What is needed: Please rewrite only the rows below from the line with "Put a pin on every instance of the soft" up to and including the line with "x=197 y=414". Keep every line word for word, except multiply each coordinate in the answers by 1.05 and round it to a whole number, with halves rounded up.

Given entries:
>> Start

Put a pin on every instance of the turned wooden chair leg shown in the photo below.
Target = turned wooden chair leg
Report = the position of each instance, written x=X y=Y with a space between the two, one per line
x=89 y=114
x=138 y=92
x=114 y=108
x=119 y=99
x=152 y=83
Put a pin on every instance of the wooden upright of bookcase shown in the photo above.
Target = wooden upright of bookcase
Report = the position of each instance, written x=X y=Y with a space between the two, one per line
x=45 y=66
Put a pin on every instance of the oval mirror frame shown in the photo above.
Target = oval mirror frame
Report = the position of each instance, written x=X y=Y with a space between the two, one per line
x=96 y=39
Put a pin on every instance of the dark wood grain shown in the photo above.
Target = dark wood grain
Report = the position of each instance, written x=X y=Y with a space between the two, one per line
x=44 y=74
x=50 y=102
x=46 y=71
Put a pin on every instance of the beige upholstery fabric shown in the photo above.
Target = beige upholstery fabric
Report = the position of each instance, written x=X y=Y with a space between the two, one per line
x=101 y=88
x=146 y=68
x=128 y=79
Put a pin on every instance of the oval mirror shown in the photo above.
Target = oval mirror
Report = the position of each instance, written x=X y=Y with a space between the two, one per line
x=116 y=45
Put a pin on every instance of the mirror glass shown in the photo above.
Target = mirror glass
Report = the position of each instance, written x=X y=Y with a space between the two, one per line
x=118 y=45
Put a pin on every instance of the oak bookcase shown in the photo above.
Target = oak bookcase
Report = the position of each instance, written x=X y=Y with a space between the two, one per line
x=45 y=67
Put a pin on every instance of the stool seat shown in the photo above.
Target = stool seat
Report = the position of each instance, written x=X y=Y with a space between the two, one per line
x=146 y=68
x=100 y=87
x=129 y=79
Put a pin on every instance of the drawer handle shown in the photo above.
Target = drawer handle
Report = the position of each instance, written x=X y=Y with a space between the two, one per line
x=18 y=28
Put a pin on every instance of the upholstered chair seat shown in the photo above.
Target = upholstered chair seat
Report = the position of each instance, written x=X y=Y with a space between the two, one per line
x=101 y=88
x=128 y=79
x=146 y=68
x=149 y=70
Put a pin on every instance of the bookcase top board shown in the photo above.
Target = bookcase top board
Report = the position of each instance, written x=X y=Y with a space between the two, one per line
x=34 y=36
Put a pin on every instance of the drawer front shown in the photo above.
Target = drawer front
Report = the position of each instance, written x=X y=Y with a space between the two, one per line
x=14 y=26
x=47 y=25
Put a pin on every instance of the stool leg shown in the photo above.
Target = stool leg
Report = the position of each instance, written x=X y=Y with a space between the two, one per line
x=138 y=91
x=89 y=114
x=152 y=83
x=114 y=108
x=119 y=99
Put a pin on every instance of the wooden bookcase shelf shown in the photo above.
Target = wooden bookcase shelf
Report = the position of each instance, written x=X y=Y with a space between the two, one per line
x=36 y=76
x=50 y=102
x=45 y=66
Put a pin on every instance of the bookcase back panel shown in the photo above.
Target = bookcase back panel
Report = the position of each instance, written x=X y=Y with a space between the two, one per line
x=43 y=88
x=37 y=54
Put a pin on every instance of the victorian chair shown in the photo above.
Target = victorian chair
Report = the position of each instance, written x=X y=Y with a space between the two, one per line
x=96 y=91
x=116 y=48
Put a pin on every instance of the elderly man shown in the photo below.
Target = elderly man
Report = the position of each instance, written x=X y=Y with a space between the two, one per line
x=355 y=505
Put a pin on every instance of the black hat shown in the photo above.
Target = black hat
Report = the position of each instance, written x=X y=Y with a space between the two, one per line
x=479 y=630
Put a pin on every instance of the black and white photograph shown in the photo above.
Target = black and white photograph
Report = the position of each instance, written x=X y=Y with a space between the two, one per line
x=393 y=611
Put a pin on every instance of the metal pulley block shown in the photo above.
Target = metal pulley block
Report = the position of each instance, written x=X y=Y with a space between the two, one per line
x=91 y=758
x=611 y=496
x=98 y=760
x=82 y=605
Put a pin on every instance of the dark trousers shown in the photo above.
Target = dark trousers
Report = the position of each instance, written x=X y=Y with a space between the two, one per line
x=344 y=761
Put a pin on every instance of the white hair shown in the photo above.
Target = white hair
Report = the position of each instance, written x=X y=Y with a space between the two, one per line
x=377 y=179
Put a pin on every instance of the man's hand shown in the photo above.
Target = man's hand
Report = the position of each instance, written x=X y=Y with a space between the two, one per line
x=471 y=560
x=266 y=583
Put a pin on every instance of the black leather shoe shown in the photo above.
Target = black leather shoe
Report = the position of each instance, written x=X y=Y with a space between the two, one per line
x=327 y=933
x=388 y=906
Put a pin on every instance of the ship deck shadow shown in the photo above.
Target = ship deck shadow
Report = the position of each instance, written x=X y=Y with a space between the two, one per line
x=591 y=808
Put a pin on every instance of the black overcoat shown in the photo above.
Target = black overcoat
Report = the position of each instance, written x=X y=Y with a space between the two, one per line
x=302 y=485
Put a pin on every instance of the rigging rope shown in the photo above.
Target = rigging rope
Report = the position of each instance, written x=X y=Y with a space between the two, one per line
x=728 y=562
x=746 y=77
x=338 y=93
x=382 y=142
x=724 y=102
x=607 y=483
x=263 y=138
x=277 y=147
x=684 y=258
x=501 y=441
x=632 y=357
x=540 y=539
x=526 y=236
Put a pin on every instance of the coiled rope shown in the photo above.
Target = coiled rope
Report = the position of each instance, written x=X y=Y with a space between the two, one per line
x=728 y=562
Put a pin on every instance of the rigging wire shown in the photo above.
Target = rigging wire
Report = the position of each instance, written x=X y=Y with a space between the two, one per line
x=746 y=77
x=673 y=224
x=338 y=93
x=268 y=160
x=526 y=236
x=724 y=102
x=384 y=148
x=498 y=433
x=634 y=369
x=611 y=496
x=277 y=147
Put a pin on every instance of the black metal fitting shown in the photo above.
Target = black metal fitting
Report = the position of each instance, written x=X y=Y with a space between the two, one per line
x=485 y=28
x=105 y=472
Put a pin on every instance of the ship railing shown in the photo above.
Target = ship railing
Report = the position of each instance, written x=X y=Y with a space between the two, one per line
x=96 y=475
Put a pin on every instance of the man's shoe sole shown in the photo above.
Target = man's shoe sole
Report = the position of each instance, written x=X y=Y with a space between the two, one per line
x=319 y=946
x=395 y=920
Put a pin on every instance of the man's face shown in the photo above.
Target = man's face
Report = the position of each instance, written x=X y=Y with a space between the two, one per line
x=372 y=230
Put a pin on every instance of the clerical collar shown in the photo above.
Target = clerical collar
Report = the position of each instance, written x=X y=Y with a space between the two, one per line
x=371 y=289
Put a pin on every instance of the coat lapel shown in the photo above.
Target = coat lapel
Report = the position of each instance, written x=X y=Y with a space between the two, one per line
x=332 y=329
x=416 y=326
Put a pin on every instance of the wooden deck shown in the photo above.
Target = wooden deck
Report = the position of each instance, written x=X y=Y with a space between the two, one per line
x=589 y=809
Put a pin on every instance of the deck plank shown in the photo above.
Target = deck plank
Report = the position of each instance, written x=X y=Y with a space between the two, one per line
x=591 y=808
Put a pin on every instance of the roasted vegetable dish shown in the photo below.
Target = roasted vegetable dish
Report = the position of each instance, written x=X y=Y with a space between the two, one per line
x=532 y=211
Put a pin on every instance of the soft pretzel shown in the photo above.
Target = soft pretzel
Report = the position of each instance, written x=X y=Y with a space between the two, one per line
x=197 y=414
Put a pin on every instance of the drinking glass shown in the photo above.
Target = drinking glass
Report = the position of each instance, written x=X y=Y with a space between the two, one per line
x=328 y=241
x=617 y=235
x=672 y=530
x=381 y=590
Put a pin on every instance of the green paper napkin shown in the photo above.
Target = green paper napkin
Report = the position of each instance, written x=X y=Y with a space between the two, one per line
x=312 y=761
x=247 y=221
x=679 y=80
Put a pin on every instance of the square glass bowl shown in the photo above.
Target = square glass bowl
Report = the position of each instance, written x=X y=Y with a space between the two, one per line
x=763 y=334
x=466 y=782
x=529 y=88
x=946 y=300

>> End

Response below:
Put a pin on every instance of the soft pretzel shown in the photo above.
Target = soft pretzel
Report = the position of each instance, written x=X y=Y with a space between the two, one per line
x=207 y=435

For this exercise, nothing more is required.